Entries for labeling bounding boxes:
[Begin]

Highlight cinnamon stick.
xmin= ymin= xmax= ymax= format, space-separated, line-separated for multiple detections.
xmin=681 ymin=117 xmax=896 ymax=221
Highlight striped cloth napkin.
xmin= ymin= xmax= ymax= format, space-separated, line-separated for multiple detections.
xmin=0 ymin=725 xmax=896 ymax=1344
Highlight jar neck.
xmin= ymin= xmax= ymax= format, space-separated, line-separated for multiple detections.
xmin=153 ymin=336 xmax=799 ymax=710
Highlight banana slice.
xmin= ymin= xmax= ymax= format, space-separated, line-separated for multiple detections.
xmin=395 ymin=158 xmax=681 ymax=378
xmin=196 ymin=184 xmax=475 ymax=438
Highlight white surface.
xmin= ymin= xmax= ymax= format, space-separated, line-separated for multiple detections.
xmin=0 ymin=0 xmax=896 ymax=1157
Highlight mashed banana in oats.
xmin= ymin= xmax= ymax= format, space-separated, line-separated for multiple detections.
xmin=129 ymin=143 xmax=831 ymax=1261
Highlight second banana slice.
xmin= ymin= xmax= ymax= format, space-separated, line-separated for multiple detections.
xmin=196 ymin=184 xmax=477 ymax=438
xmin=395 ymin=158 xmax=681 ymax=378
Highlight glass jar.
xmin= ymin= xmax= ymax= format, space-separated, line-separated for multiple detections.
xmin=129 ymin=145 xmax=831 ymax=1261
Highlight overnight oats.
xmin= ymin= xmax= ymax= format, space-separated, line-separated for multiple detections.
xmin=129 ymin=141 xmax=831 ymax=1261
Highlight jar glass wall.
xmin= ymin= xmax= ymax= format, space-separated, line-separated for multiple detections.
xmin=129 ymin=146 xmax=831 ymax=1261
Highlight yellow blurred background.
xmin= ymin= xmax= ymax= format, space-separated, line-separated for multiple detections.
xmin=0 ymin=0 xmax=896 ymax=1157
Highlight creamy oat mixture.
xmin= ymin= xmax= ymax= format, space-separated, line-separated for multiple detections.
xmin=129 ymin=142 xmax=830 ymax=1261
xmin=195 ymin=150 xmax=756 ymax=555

[End]

Copy out the lines above from the line containing "Highlight jar glass wall." through the end of the lines, inclusive.

◆ Task answer
Highlight jar glass wall.
xmin= ymin= xmax= ymax= format, space-separated, line-separated for multiple detections.
xmin=129 ymin=146 xmax=831 ymax=1261
Highlight yellow blurred background.
xmin= ymin= xmax= ymax= format, space-separated, line-separated for multiple detections.
xmin=0 ymin=0 xmax=896 ymax=1157
Highlight creamy oat mixture.
xmin= ymin= xmax= ymax= format, space-separated, line-separated for multiple detections.
xmin=129 ymin=142 xmax=830 ymax=1261
xmin=195 ymin=150 xmax=756 ymax=555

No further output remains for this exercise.